Goal of the exercise: Only the lines from the one holding "key, integer pixels" to the final line of the material below belong in the answer, transcribed exactly.
─── Task material
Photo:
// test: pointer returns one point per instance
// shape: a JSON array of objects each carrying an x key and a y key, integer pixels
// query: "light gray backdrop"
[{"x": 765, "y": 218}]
──────
Response to the task:
// shape: a JSON array of objects each carrying an x key and a y key, integer pixels
// query: "light gray backdrop"
[{"x": 765, "y": 218}]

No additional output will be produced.